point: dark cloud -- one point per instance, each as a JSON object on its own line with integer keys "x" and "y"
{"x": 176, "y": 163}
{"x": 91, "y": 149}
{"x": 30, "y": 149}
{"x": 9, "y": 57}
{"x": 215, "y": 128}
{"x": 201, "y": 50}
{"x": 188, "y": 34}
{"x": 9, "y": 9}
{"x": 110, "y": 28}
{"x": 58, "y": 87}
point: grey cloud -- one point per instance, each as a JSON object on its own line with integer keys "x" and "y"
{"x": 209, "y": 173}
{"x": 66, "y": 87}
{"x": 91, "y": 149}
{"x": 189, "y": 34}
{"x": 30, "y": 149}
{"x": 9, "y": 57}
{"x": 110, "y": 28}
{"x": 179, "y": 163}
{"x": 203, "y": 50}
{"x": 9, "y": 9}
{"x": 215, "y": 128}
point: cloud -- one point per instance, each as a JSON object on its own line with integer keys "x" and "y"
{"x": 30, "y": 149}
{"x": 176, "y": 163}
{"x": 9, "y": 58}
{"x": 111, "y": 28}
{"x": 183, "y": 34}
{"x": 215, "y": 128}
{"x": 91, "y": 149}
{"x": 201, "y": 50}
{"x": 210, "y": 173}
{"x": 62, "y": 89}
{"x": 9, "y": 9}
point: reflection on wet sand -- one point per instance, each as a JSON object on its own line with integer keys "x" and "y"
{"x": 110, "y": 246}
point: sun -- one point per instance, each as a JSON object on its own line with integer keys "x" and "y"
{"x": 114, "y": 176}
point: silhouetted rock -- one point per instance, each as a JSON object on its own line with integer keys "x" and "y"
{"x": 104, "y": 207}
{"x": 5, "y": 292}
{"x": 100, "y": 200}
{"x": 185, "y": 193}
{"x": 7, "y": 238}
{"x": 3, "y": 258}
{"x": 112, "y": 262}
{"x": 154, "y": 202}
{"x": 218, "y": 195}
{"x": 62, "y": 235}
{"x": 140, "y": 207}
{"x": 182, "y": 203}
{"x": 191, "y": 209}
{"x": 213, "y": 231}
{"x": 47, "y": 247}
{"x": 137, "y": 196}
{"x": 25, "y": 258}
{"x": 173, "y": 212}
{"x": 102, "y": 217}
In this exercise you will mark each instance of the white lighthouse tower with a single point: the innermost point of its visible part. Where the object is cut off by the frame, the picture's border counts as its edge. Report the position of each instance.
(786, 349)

* _Task goal_
When the line containing "In this exercise" is reached, return it and every later line through the end of the listing above, unaltered and alone.

* _Answer to the exercise_
In this exercise you will mark each instance of the white lighthouse tower with a single point: the innermost point of its visible part. Where the object is cut off by the frame, the picture's border counts as its edge. Report the position of each instance.
(786, 349)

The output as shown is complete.